Exercise brief: Reproduce all entries precisely, down to the last character.

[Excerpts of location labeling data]

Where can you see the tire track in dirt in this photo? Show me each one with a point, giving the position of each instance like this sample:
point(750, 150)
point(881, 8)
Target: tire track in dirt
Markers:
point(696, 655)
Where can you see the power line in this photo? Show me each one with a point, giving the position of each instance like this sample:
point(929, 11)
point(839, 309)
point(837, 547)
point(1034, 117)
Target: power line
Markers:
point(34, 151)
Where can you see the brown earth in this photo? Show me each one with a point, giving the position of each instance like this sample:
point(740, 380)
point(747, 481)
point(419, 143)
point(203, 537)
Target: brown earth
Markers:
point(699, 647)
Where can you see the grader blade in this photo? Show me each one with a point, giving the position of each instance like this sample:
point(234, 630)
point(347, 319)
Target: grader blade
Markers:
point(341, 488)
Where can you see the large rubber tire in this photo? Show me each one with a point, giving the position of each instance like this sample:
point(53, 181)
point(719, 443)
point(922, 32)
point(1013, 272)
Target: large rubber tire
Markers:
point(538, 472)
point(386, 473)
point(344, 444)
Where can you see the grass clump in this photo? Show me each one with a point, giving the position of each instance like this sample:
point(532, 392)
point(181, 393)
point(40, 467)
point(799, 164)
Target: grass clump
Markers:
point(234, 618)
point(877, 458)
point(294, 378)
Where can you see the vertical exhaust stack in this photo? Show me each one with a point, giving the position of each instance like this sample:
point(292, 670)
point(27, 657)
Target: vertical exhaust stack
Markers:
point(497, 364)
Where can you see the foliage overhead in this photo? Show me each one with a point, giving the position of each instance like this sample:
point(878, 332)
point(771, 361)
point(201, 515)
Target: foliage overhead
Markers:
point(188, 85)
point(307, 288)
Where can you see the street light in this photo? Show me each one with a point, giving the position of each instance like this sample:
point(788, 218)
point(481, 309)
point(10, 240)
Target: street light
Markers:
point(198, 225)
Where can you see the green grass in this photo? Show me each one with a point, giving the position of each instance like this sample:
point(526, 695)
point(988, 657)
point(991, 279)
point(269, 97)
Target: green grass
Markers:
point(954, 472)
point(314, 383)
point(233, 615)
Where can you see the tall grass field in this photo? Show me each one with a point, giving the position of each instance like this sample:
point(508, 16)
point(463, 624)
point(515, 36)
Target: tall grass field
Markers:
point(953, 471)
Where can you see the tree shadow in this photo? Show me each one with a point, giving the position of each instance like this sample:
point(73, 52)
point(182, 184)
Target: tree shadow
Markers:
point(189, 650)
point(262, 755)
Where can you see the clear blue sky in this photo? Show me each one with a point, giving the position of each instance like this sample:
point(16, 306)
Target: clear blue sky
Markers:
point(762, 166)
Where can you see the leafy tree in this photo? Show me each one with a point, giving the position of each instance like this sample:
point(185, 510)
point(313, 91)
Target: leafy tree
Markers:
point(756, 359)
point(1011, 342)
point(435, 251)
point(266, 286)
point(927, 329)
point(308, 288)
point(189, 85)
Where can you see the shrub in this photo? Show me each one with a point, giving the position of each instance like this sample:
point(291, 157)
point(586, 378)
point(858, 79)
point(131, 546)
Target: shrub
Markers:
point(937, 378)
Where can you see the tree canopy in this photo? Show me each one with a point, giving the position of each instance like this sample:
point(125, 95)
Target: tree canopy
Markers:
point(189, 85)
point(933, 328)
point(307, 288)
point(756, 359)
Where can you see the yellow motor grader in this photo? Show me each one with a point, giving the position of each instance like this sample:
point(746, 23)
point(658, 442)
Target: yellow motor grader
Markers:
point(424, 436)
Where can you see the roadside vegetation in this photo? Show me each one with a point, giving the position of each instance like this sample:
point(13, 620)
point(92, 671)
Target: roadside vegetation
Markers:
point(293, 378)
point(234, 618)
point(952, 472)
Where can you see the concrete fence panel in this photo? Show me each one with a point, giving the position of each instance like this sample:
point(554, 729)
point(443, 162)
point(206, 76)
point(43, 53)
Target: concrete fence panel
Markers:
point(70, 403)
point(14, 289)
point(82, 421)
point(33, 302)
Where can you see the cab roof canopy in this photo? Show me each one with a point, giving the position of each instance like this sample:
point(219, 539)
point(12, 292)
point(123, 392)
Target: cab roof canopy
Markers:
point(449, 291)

Result below:
Where can you see the tire track in dirt in this photo? Show me each one with a point, giving the position of each instance like this sample:
point(750, 150)
point(881, 8)
Target: tire track in dirt
Markers:
point(696, 655)
Where can you see the power line in this photo? Show me each one with a point, giving the position of each instance like this sample:
point(929, 11)
point(839, 309)
point(837, 547)
point(1034, 117)
Target: power line
Markers:
point(34, 151)
Where can you see the brown earth in this photo? Show me each one with a point, giving the position of each instance like this sample:
point(740, 380)
point(747, 481)
point(419, 143)
point(203, 537)
Target: brown earth
Markers:
point(699, 647)
Where can you see the grader blade in this photo? Show me each one with a point, giving the position of each instance like this sample:
point(234, 630)
point(347, 319)
Target: grader blade
Markers:
point(341, 488)
Where can you see the large rubber tire in this photo? Show me each one with a point, giving the position of each instance like this sample:
point(53, 181)
point(719, 443)
point(922, 32)
point(1013, 272)
Target: large rubber tire
Markers:
point(538, 472)
point(386, 473)
point(344, 444)
Where can you see the grass clump in this photo? Show me each one with a point, giving the position of each instance like this sample:
point(532, 392)
point(181, 393)
point(40, 467)
point(799, 164)
Target: grass clump
Markers:
point(234, 618)
point(877, 458)
point(294, 378)
Where can you see the vertical exhaust stack in this photo? Show me each one with a point, giving the position of each instance like this sample:
point(292, 670)
point(27, 657)
Target: vertical exhaust stack
Markers:
point(497, 364)
Where can you see the foliage overhead in this photo? Show me each one with a point, giving the position of each instance like this sample:
point(878, 332)
point(771, 361)
point(201, 515)
Target: foliage overhead
Markers:
point(188, 85)
point(307, 288)
Where can you see the street light in this photo? Show me each one with a point, giving the position of each instance like this sample:
point(788, 218)
point(481, 309)
point(10, 240)
Target: street light
Markers:
point(198, 225)
Where can you see the green grass in this photo? Show me each one with a point, giving the position of each instance like this sample:
point(526, 695)
point(988, 657)
point(991, 279)
point(269, 97)
Target: green grass
Markers:
point(954, 472)
point(314, 383)
point(233, 615)
Where can you see the tall grass field in this photo? Show me each one with a point, giving the position of each instance like this sample:
point(508, 16)
point(463, 624)
point(515, 36)
Target: tall grass field
Markers:
point(953, 471)
Where can you see the tree shadow in this photo? Show me each one with a point, giving the position of each instance like this sample:
point(73, 52)
point(182, 184)
Target: tree shadow
Markers:
point(189, 650)
point(262, 755)
Where can you see the clear blue sky in this photo? Show me each one with a point, giving the position of each instance like this sample:
point(16, 306)
Target: clear blue sky
Markers:
point(762, 166)
Where can you see the leafy tree in this photo? Show me each one with a point, giving the position of each instance like this sample:
point(185, 510)
point(313, 91)
Target: leafy tree
Markers:
point(756, 359)
point(1011, 342)
point(435, 251)
point(266, 286)
point(927, 329)
point(308, 288)
point(189, 85)
Where can you see the shrub in this photo? Show me each one with a point, giving the position of each instance like this sample:
point(291, 157)
point(586, 378)
point(858, 79)
point(131, 546)
Target: shrub
Markers:
point(937, 378)
Where can you see the tree canopy in this photo? Show me each one with a point, giving the position of each instance like this sample:
point(125, 95)
Target: tree canopy
Markers:
point(189, 85)
point(933, 328)
point(307, 288)
point(756, 359)
Where can you see the yellow motor grader in this photo? Show me each one with a point, giving the position of each instance like this sample:
point(746, 23)
point(658, 442)
Target: yellow motor grader
Markers:
point(424, 436)
Where can you see the roadside vegetation in this photo? Show me each one with a point, giving the position of each instance like this sample:
point(13, 620)
point(92, 671)
Target: roadside vegetation
Markers:
point(293, 378)
point(234, 618)
point(952, 472)
Where can you see the concrete fence panel in this photo? Show me each one with a point, giving the position of each instance like this sample:
point(554, 729)
point(443, 162)
point(206, 76)
point(43, 53)
Target: concrete fence panel
Markers:
point(70, 403)
point(14, 289)
point(82, 421)
point(33, 302)
Where can you see the cab roof canopy in this photo? Show me each one with a point, giving the position of each instance like this sample:
point(219, 539)
point(12, 292)
point(123, 392)
Target: cab roof canopy
Markers:
point(449, 291)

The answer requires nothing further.